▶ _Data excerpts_
::::::::
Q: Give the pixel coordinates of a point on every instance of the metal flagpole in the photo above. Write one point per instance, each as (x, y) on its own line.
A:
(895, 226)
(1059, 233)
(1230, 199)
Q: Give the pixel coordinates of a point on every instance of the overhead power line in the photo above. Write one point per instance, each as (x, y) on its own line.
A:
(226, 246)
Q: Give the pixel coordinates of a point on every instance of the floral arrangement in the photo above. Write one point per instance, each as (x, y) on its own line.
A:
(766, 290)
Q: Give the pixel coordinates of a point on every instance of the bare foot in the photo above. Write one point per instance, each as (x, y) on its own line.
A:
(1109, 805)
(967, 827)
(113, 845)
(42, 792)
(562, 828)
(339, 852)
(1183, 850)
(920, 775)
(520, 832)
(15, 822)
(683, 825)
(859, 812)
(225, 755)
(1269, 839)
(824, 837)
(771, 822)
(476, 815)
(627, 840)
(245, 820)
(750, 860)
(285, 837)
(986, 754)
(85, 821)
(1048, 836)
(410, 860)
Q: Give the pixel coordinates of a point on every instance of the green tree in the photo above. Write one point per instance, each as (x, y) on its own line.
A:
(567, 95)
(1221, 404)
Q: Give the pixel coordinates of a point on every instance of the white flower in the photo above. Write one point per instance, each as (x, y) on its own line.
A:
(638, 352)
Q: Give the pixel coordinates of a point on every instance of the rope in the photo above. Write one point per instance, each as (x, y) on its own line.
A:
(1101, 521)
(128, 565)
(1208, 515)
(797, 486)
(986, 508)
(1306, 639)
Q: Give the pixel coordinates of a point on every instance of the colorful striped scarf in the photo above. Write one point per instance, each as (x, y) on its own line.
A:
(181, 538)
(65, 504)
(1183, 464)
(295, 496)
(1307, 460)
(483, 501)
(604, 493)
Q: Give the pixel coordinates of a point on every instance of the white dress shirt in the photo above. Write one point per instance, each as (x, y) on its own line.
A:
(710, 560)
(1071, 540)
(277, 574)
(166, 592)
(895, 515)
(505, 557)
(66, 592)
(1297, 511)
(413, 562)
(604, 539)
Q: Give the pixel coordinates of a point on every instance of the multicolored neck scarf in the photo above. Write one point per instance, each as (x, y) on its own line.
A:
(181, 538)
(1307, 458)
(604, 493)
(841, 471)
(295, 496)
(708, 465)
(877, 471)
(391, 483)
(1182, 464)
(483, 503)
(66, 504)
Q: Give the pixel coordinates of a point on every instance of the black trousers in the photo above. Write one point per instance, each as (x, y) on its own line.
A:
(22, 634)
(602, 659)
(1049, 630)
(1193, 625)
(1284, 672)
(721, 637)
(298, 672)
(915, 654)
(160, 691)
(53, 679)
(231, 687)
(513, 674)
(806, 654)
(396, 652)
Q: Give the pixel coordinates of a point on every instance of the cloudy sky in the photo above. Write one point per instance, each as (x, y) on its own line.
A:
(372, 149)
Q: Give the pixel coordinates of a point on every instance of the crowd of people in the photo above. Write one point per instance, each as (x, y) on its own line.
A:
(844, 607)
::::::::
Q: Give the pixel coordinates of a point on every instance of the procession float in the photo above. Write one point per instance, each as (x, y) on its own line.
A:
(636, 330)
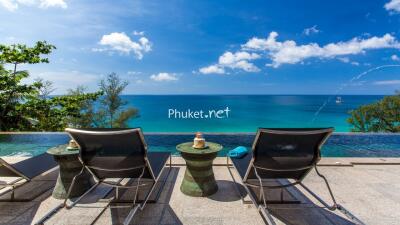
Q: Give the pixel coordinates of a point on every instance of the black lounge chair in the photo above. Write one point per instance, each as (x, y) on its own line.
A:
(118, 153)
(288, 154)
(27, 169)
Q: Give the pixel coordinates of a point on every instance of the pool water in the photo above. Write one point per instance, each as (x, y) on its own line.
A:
::::::::
▶ _WHAT IS EXPECTED_
Among the records above, find the lines where the word "white" appears and copy them.

▶ _YOUR RESPONSE_
Q: Give the pixel coordinates of a point on every instance of the white flower in the photo above. Write one point per instance, each as (x, y) on its own line.
Q: Give the pixel coordinates of a point on every instance of the white dress shirt in the photo above. Write one point per instance, each as (x, y) on its own line.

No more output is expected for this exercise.